Textauszug:
§
# Fehlerseiten ( alle )



## js-mueller (17. Oktober 2003)

Kennt jemand eine Seite wo  alle Fehlerseiten aufgelistet sind die es gibt, wiel ich möchte gern für jeden Fehler ne eigene  Seite machen und nicht nur für die Standart fehler. Google spuckt mir da aber nicht so viel aus.
Ich hoffe es kann mir hier jemand helfen


----------



## won_gak (17. Oktober 2003)

RFC-2616

hier


----------



## won_gak (17. Oktober 2003)

übrigens: Google "http error codes rfc"

Platz 1


----------



## js-mueller (17. Oktober 2003)

Naja auf so ne Suchanfrage bin ich leider nicht gekommen, ich habs mit apache fehlerseiten usw probiert.


----------



## won_gak (17. Oktober 2003)

Tip: Immer zuerst nach dem Protokoll suchen. Nicht nach der Anwendung.


----------



## js-mueller (17. Oktober 2003)

Danke für den Tipp.

Ich hab nochma ne Frage zum apache.
Ich hab jetzt in die httpd.conf
ErrorDocument 404 /404.html 
geschrieben, doch es passiert nichts. Muss ich das zu jedem vhost dazuschreiben, oder wie geht das?


----------



## won_gak (17. Oktober 2003)

Eigentlich kannst du diese Direktive auch als Server-Konfig angeben...

Apache DOC

Ansonsten: Check mal deine Logs. Vielleicht kann er die angegebene Datei nicht öffnen.


----------



## js-mueller (17. Oktober 2003)

In den Logs sind keine Fehler eingetragen ( zu dem thema )

edit:

ich habs genauso eingetragen wie in der documentation


----------
§
Zeilen zur Punktplatzierung

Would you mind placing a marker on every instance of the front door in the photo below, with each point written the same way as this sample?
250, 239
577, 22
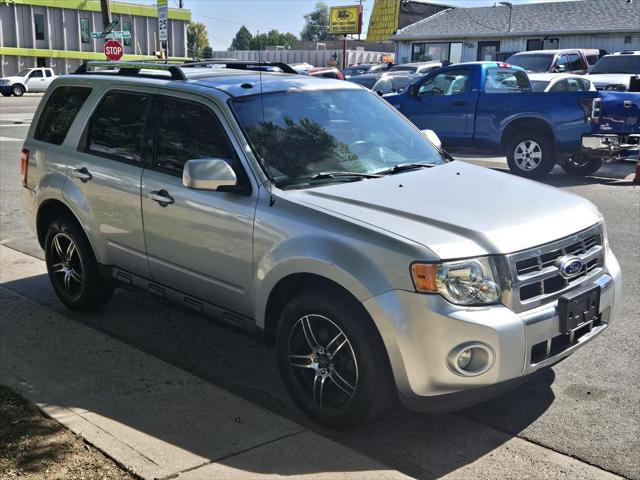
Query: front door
201, 242
443, 103
488, 51
36, 81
§
Aufgabenstellung 1:
Gib aus der Forumsdiskussion über Fehlerseiten den Abschnitt von "Naja auf so" bis "nach der Anwendung." wortgetreu wieder.
Aufgabenstellung 2:
Welchen Tipp gibt won_gak in der Forumsdiskussion über Fehlerseiten für die Suche?
Die Zeilen spielen für die Bearbeitung keine Rolle.

Antwort 1:
Naja auf so ne Suchanfrage bin ich leider nicht gekommen, ich habs mit apache fehlerseiten usw probiert.


----------



## won_gak (17. Oktober 2003)

Tip: Immer zuerst nach dem Protokoll suchen. Nicht nach der Anwendung.

Antwort 2:
Immer zuerst nach dem Protokoll suchen, nicht nach der Anwendung.